▶ _Exercise goal_: Render each line of the material below as a JSON list of strings, one string per line, and omit the blank lines.

═══ Items ═══

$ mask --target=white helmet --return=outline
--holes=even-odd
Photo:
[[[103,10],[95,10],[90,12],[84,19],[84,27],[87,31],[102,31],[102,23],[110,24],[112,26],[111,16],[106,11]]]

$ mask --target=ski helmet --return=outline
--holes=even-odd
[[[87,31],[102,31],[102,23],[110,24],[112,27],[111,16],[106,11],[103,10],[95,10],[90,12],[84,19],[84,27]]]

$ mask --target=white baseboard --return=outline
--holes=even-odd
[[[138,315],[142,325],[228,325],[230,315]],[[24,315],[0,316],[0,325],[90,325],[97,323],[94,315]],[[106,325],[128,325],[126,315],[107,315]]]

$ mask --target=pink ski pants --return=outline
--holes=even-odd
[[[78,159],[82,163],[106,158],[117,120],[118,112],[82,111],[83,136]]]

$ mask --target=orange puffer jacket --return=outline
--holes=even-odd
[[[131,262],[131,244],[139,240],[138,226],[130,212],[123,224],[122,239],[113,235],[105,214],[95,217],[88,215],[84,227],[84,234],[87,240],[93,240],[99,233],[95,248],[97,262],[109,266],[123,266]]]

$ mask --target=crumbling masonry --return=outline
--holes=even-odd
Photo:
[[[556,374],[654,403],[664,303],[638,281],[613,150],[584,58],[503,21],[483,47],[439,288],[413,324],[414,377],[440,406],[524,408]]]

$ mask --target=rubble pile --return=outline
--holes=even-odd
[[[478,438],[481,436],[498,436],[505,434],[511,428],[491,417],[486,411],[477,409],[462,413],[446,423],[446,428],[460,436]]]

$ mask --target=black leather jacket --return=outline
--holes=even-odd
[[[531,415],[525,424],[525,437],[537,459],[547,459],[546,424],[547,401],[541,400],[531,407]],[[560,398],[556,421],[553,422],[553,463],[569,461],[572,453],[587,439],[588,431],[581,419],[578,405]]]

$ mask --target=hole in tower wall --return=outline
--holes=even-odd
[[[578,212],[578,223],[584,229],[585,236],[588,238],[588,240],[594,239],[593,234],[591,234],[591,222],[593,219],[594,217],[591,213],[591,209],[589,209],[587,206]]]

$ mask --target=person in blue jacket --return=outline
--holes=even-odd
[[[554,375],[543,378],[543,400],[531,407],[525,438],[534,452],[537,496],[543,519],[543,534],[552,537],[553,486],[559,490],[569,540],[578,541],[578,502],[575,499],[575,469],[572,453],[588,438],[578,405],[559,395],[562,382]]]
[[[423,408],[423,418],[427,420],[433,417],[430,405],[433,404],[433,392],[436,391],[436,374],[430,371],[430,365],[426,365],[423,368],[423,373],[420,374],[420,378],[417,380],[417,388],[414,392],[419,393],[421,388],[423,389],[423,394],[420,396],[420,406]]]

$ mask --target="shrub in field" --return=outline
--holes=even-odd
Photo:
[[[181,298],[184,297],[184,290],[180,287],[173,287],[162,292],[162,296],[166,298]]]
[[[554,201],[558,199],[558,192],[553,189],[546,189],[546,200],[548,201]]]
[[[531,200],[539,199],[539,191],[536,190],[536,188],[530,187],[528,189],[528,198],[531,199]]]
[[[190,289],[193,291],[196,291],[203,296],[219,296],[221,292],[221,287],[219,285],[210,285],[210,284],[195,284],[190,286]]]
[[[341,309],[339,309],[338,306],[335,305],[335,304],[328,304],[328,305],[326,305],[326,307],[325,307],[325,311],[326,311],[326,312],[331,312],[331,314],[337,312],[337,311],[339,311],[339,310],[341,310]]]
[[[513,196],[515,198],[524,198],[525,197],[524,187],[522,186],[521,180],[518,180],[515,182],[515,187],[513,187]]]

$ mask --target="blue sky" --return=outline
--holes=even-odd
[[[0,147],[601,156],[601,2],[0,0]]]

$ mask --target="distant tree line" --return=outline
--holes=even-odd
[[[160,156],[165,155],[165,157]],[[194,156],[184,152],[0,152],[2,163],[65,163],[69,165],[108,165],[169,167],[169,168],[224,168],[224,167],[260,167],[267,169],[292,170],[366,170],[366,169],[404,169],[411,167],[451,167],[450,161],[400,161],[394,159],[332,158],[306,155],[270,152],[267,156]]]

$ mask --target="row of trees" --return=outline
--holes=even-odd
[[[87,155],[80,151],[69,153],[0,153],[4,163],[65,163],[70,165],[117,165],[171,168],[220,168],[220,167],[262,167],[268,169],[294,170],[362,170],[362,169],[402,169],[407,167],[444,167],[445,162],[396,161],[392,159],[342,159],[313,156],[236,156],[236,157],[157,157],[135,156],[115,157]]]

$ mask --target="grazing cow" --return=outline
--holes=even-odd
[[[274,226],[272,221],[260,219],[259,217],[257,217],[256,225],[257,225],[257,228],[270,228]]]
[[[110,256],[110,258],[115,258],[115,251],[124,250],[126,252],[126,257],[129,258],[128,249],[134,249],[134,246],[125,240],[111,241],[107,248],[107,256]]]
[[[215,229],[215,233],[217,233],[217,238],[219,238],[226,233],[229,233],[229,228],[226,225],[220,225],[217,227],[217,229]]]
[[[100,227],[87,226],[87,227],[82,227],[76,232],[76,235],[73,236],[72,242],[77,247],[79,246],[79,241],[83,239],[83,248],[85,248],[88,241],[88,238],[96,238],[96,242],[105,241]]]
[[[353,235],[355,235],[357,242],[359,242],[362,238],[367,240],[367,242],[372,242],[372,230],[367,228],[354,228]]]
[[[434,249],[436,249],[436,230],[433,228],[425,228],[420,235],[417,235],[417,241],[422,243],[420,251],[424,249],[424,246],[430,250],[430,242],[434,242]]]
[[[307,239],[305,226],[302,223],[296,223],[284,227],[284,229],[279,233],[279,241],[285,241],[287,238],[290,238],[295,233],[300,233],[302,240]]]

═══

▶ _Expected output_:
[
  "$ mask --target=white helmet --return=outline",
  "--holes=even-odd",
  "Photo:",
  "[[[103,10],[95,10],[90,12],[84,19],[84,27],[87,31],[102,31],[102,23],[110,24],[112,26],[111,16],[106,11]]]",
  "$ mask --target=ski helmet --return=outline",
  "--holes=even-odd",
  "[[[87,31],[102,31],[102,23],[110,24],[112,27],[111,16],[106,11],[103,10],[95,10],[90,12],[84,19],[84,27]]]",
  "$ mask --target=white baseboard --return=outline",
  "--holes=even-odd",
  "[[[138,315],[142,325],[228,325],[230,315]],[[24,315],[0,316],[0,325],[90,325],[97,323],[94,315]],[[106,325],[128,325],[126,315],[107,315]]]",
  "$ mask --target=pink ski pants --return=outline",
  "--holes=even-odd",
  "[[[78,159],[82,163],[106,158],[117,120],[118,112],[82,111],[83,136]]]",
  "$ mask --target=orange puffer jacket --return=outline",
  "--holes=even-odd",
  "[[[131,262],[131,244],[139,240],[138,226],[130,212],[123,224],[122,239],[113,235],[105,214],[95,217],[88,215],[84,227],[84,234],[87,240],[93,240],[99,233],[95,248],[97,262],[109,266],[123,266]]]",
  "$ mask --target=crumbling masonry --return=outline",
  "--holes=even-odd",
  "Photo:",
  "[[[556,374],[654,403],[664,303],[638,281],[613,150],[584,58],[503,21],[483,47],[439,288],[413,324],[414,377],[440,406],[524,408]]]",
  "$ mask --target=rubble pile --return=outline",
  "--holes=even-odd",
  "[[[478,438],[481,436],[498,436],[505,434],[511,428],[491,417],[486,411],[477,409],[462,413],[446,423],[446,428],[460,436]]]",
  "$ mask --target=black leather jacket --return=outline",
  "--holes=even-odd",
  "[[[531,415],[525,424],[525,437],[537,459],[547,459],[546,424],[547,401],[541,400],[531,407]],[[560,398],[556,421],[553,422],[553,463],[569,461],[572,453],[587,439],[588,431],[581,419],[578,405]]]",
  "$ mask --target=hole in tower wall --return=outline",
  "--holes=even-odd",
  "[[[578,212],[578,223],[584,229],[585,236],[588,238],[588,240],[594,239],[593,234],[591,234],[591,222],[593,219],[594,217],[591,213],[591,209],[589,209],[587,206]]]",
  "$ mask --target=person in blue jacket --return=outline",
  "--holes=even-odd",
  "[[[554,375],[543,378],[543,400],[531,407],[525,438],[534,452],[537,496],[543,519],[543,534],[552,537],[553,486],[559,490],[569,540],[578,541],[578,502],[575,499],[575,469],[572,453],[588,438],[578,405],[559,395],[562,382]]]",
  "[[[423,408],[423,418],[427,420],[433,417],[430,405],[433,404],[433,392],[436,391],[436,374],[430,371],[430,365],[426,365],[423,368],[423,373],[420,374],[420,378],[417,380],[417,388],[414,392],[419,393],[421,388],[423,389],[423,394],[420,396],[420,406]]]",
  "$ mask --target=\"shrub in field\" --return=outline",
  "--holes=even-odd",
  "Photo:",
  "[[[181,298],[184,297],[184,290],[180,287],[173,287],[162,292],[162,296],[166,298]]]",
  "[[[554,201],[558,199],[558,192],[553,189],[546,189],[546,200],[548,201]]]",
  "[[[531,200],[539,199],[539,191],[536,190],[536,188],[530,187],[528,189],[528,198],[531,199]]]",
  "[[[190,289],[193,291],[196,291],[203,296],[219,296],[221,292],[221,287],[219,285],[210,285],[210,284],[195,284],[190,286]]]",
  "[[[341,309],[339,309],[338,306],[335,305],[335,304],[328,304],[328,305],[326,305],[326,307],[325,307],[325,311],[326,311],[326,312],[331,312],[331,314],[337,312],[337,311],[339,311],[339,310],[341,310]]]",
  "[[[513,196],[515,198],[524,198],[525,197],[524,187],[522,186],[521,180],[518,180],[515,182],[515,187],[513,187]]]",
  "$ mask --target=\"blue sky\" --return=outline",
  "--holes=even-odd",
  "[[[0,147],[601,156],[601,2],[0,0]]]",
  "$ mask --target=\"distant tree line\" --return=outline",
  "--holes=even-odd",
  "[[[160,156],[165,155],[165,157]],[[194,156],[184,152],[0,152],[2,163],[65,163],[69,165],[108,165],[169,167],[169,168],[224,168],[224,167],[260,167],[267,169],[292,170],[366,170],[366,169],[404,169],[411,167],[451,167],[450,161],[400,161],[394,159],[332,158],[306,155],[270,152],[267,156]]]",
  "$ mask --target=\"row of trees\" --return=outline",
  "--holes=even-odd",
  "[[[87,155],[80,151],[69,153],[0,153],[4,163],[65,163],[70,165],[117,165],[171,168],[220,168],[220,167],[262,167],[268,169],[294,170],[362,170],[362,169],[402,169],[407,167],[444,167],[445,162],[396,161],[392,159],[342,159],[313,156],[236,156],[236,157],[157,157],[135,156],[115,157]]]",
  "$ mask --target=\"grazing cow\" --return=outline",
  "--holes=even-odd",
  "[[[274,226],[272,221],[260,219],[259,217],[257,217],[256,225],[257,225],[257,228],[270,228]]]",
  "[[[110,256],[110,258],[115,258],[115,251],[124,250],[126,252],[126,257],[129,258],[128,249],[134,249],[134,246],[125,240],[111,241],[107,248],[107,256]]]",
  "[[[215,229],[215,233],[217,233],[217,238],[219,238],[226,233],[229,233],[229,228],[226,225],[220,225],[217,227],[217,229]]]",
  "[[[100,227],[87,226],[87,227],[82,227],[76,232],[76,235],[73,236],[72,242],[77,247],[79,246],[79,241],[83,239],[83,248],[85,248],[88,241],[88,238],[96,238],[96,242],[105,241]]]",
  "[[[353,235],[355,235],[357,242],[359,242],[362,238],[367,240],[367,242],[372,242],[372,230],[367,228],[354,228]]]",
  "[[[434,249],[436,249],[436,230],[433,228],[425,228],[420,235],[417,235],[417,241],[422,243],[420,251],[424,249],[424,246],[430,250],[430,242],[434,242]]]",
  "[[[307,239],[305,226],[302,223],[296,223],[284,227],[284,229],[279,233],[279,241],[285,241],[287,238],[290,238],[295,233],[300,233],[302,240]]]"
]